- Excerpt provided -
START

From 96a388de5dc53a8b234b3fd41f3ae2cedc9ffd42 Mon Sep 17 00:00:00 2001
From: Thomas Gleixner <tglx@linutronix.de>
Date: Thu, 11 Oct 2007 11:20:03 +0200
Subject: i386/x86_64: move headers to include/asm-x86

Move the headers to include/asm-x86 and fixup the
header install make rules

Signed-off-by: Thomas Gleixner <tglx@linutronix.de>
Signed-off-by: Ingo Molnar <mingo@elte.hu>
---
 include/asm-x86/system_32.h | 313 ++++++++++++++++++++++++++++++++++++++++++++
 1 file changed, 313 insertions(+)
 create mode 100644 include/asm-x86/system_32.h

(limited to 'include/asm-x86/system_32.h')

diff --git a/include/asm-x86/system_32.h b/include/asm-x86/system_32.h
new file mode 100644
index 00000000000..d69ba937e09
--- /dev/null
+++ b/include/asm-x86/system_32.h
@@ -0,0 +1,313 @@
+#ifndef __ASM_SYSTEM_H
+#define __ASM_SYSTEM_H
+
+#include <linux/kernel.h>
+#include <asm/segment.h>
+#include <asm/cpufeature.h>
+#include <asm/cmpxchg.h>
+
+#ifdef __KERNEL__
+
+struct task_struct;	/* one of the stranger aspects of C forward declarations.. */
+extern struct task_struct * FASTCALL(__switch_to(struct task_struct *prev, struct task_struct *next));
+
+/*
+ * Saving eflags is important. It switches not only IOPL between tasks,
+ * it also protects other tasks from NT leaking through sysenter etc.

END

- Challenge A -
Turn the paragraph of the kernel patch that begins "Move the headers" into a short bulleted list that keeps its main facts.
- Challenge B -
Translate this sentence from the kernel patch into Spanish: "Saving eflags is important."
- Challenge C -
Extend the kernel patch, starting after the last line shown.

- Given information -
START

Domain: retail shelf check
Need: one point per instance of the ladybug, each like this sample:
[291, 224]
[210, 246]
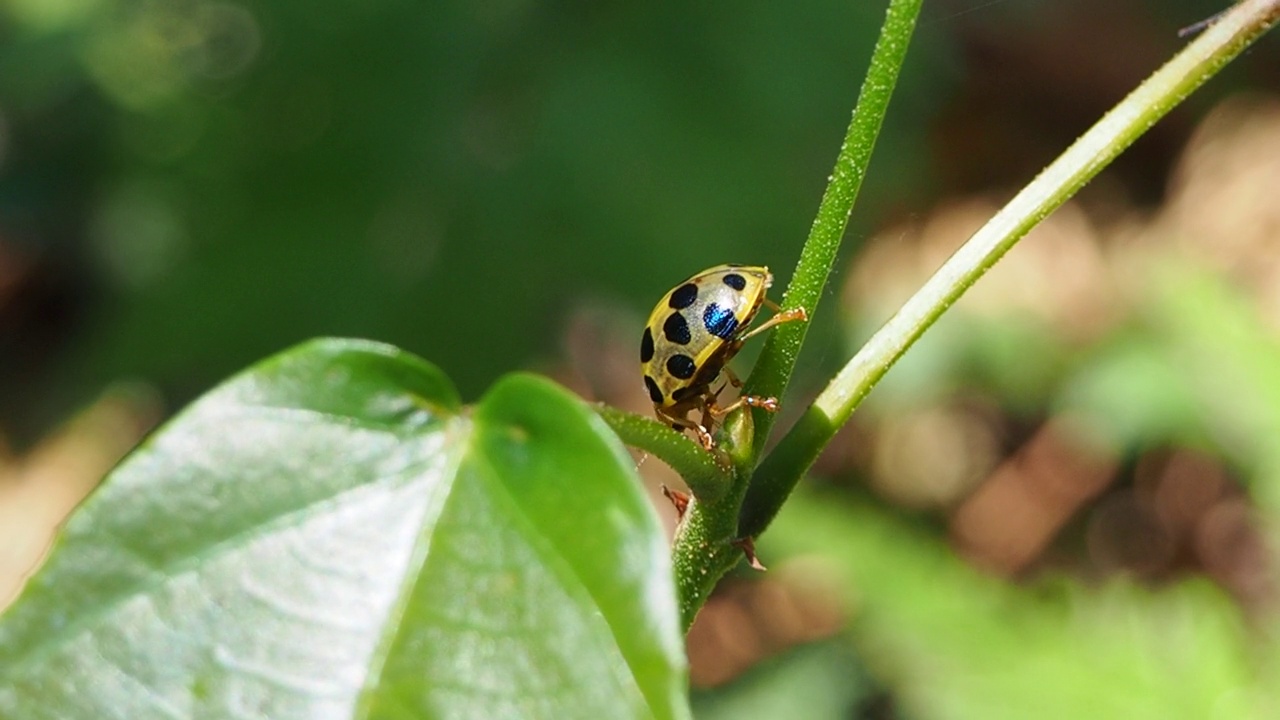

END

- Written reply A -
- Move the headers to include/asm-x86.
- Fix up the header install make rules.

- Written reply B -
Guardar eflags es importante.

- Written reply C -
+ */
+#define switch_to(prev,next,last) do {					\
+	unsigned long esi,edi;						\
+	asm volatile("pushfl\n\t"		/* Save flags */	\
+		     "pushl %%ebp\n\t"					\
+		     "movl %%esp,%0\n\t"	/* save ESP */		\
+		     "movl %5,%%esp\n\t"	/* restore ESP */	\
+		     "movl $1f,%1\n\t"		/* save EIP */		\
+		     "pushl %6\n\t"		/* restore EIP */	\
+		     "jmp __switch_to\n"				\
+		     "1:\t"						\
+		     "popl %%ebp\n\t"					\
+		     "popfl"						\
+		     :"=m" (prev->thread.esp),"=m" (prev->thread.eip),	\
+		      "=a" (last),"=S" (esi),"=D" (edi)			\
+		     :"m" (next->thread.esp),"m" (next->thread.eip),	\
+		      "2" (prev), "d" (next));				\
+} while (0)
+
+#define _set_base(addr,base) do { unsigned long __pr; \
+__asm__ __volatile__ ("movw %%dx,%1\n\t" \
+	"rorl $16,%%edx\n\t" \
+	"movb %%dl,%2\n\t" \
+	"movb %%dh,%3" \
+	:"=&d" (__pr) \
+	:"m" (*((addr)+2)), \
+	 "m" (*((addr)+4)), \
+	 "m" (*((addr)+7)), \
+         "0" (base) \
+        ); } while(0)
+
+#define _set_limit(addr,limit) do { unsigned long __lr; \
+__asm__ __volatile__ ("movw %%dx,%1\n\t" \
+	"rorl $16,%%edx\n\t" \
+	"movb %2,%%dh\n\t" \
+	"andb $0xf0,%%dh\n\t" \
+	"orb %%dh,%%dl\n\t" \
+	"movb %%dl,%2" \
+	:"=&d" (__lr) \
+	:"m" (*(addr)), \
+	 "m" (*((addr)+6)), \
+	 "0" (limit) \
+        ); } while(0)
+
+#define set_base(ldt,base) _set_base( ((char *)&(ldt)) , (base) )
+#define set_limit(ldt,limit) _set_limit( ((char *)&(ldt)) , ((limit)-1) )
+
+/*
+ * Load a segment. Fall back on loading the zero
+ * segment if something goes wrong..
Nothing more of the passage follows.